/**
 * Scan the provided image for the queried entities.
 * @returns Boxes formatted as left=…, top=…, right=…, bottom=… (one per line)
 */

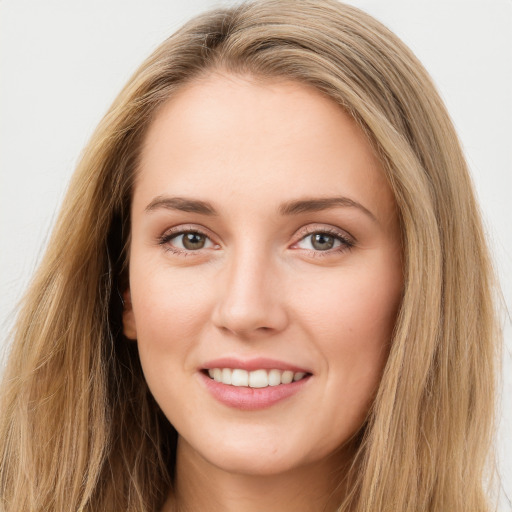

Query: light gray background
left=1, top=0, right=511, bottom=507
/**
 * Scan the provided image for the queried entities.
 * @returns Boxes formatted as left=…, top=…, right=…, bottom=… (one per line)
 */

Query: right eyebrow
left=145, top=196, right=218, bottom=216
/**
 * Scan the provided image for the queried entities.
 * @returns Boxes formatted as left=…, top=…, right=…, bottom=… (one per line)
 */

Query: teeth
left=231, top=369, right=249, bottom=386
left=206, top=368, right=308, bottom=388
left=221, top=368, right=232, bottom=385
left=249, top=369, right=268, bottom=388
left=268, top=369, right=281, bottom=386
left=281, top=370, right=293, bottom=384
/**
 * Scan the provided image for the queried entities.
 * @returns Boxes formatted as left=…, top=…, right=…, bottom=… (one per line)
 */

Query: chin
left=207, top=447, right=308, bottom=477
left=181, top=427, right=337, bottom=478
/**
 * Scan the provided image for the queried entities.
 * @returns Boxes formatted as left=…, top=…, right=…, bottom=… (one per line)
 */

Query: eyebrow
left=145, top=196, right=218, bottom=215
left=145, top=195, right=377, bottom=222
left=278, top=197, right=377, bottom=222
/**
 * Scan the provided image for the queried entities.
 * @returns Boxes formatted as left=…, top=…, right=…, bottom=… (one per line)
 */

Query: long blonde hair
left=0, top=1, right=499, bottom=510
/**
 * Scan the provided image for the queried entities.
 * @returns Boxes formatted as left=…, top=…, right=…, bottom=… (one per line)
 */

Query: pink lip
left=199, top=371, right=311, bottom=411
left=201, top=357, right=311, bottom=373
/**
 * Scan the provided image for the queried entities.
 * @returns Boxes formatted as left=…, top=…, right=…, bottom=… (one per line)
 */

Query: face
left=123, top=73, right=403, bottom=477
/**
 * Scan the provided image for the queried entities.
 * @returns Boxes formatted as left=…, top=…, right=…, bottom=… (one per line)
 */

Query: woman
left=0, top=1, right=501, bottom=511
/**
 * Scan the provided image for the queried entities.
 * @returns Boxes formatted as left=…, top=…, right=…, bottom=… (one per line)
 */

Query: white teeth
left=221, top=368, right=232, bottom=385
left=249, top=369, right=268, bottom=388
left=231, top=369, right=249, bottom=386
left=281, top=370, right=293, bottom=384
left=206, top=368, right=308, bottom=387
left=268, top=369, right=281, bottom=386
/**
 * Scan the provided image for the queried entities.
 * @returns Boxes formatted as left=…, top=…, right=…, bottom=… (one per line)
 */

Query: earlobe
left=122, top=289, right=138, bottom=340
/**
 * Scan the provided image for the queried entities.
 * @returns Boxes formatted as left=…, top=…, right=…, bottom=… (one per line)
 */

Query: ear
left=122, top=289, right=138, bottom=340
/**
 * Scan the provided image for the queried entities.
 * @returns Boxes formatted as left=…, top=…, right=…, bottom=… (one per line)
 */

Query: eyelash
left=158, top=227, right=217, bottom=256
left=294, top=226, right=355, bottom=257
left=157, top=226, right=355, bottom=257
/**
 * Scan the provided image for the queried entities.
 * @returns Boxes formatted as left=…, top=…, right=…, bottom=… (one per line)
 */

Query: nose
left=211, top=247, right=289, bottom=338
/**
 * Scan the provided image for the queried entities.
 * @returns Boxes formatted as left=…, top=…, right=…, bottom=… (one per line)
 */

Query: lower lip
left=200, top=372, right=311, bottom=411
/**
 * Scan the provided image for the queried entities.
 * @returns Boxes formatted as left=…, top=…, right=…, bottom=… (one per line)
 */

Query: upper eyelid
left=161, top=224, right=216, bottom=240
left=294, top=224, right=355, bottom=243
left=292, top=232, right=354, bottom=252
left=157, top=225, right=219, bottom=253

— AIM OF THE TASK —
The whole listing above is to be repeated exactly, apart from its pictures.

— WRITTEN RESPONSE —
/**
 * Scan the provided image for the queried entities.
 * @returns Boxes formatted as left=…, top=…, right=…, bottom=… (one per line)
 */


Query: light gray background
left=1, top=0, right=511, bottom=507
/**
 * Scan the provided image for the queried entities.
 * @returns Boxes formatted as left=…, top=…, right=…, bottom=… (one per line)
 */

Query: right eyebrow
left=145, top=196, right=218, bottom=216
/**
 * Scan the provided image for the queried entities.
 * @returns Boxes formatted as left=…, top=…, right=…, bottom=… (one per line)
 */

Query: teeth
left=231, top=369, right=249, bottom=386
left=206, top=368, right=308, bottom=388
left=221, top=368, right=232, bottom=385
left=249, top=369, right=268, bottom=388
left=268, top=369, right=281, bottom=386
left=281, top=370, right=293, bottom=384
/**
 * Scan the provided image for the queried entities.
 * @returns Boxes formatted as left=…, top=…, right=…, bottom=… (one per line)
 */

Query: chin
left=207, top=447, right=308, bottom=477
left=181, top=427, right=337, bottom=478
/**
 * Scan the provided image for the queried entities.
 * @returns Boxes formatted as left=…, top=…, right=…, bottom=… (one per line)
 */

Query: eyebrow
left=145, top=196, right=218, bottom=215
left=145, top=195, right=377, bottom=222
left=278, top=197, right=377, bottom=222
/**
 * Scan the provided image for the queried entities.
 * @returns Boxes formatted as left=…, top=…, right=…, bottom=… (one per line)
 */

Query: long blonde hair
left=0, top=1, right=499, bottom=510
/**
 * Scan the provided image for the queried entities.
 * @returns Boxes formatted as left=…, top=…, right=…, bottom=… (one per line)
 */

Query: pink lip
left=199, top=371, right=311, bottom=411
left=201, top=357, right=311, bottom=373
/**
 * Scan the provided image for the queried entities.
 * @returns Boxes formatted as left=…, top=…, right=…, bottom=… (one per line)
 */

Query: face
left=123, top=73, right=403, bottom=477
/**
 * Scan the provided image for the queried entities.
 * @returns Boxes formatted as left=…, top=…, right=…, bottom=… (one per line)
 */

Query: woman
left=0, top=1, right=501, bottom=511
/**
 * Scan the provided image for the queried entities.
 * @returns Boxes formatted as left=…, top=…, right=…, bottom=… (one per line)
 */

Query: white teeth
left=221, top=368, right=232, bottom=385
left=249, top=369, right=268, bottom=388
left=231, top=369, right=249, bottom=386
left=281, top=370, right=293, bottom=384
left=206, top=368, right=308, bottom=387
left=268, top=369, right=281, bottom=386
/**
 * Scan the provided image for the queried entities.
 * @returns Boxes formatted as left=…, top=…, right=…, bottom=… (one per line)
 */

Query: earlobe
left=122, top=289, right=138, bottom=340
/**
 * Scan the provided image for the queried entities.
 * @returns Boxes formatted as left=…, top=…, right=…, bottom=… (one per line)
 */

Query: ear
left=122, top=289, right=138, bottom=340
/**
 * Scan the provided image for the queried entities.
 * @returns Boxes formatted as left=…, top=…, right=…, bottom=… (one per line)
 */

Query: eyelash
left=158, top=227, right=217, bottom=256
left=294, top=226, right=355, bottom=257
left=157, top=226, right=355, bottom=257
/**
 * Scan the provided image for the queried entities.
 * @returns Boxes formatted as left=…, top=…, right=…, bottom=… (one per line)
 */

Query: nose
left=211, top=247, right=289, bottom=338
/**
 * Scan the provided image for the queried entities.
 * @returns Boxes formatted as left=…, top=…, right=…, bottom=… (one per line)
 */

Query: lower lip
left=200, top=372, right=311, bottom=411
/**
 * Scan the provided image for the queried entities.
 * @returns Boxes formatted as left=…, top=…, right=…, bottom=… (one per line)
 */

Query: upper eyelid
left=161, top=224, right=216, bottom=240
left=294, top=224, right=355, bottom=243
left=292, top=232, right=354, bottom=252
left=157, top=225, right=219, bottom=253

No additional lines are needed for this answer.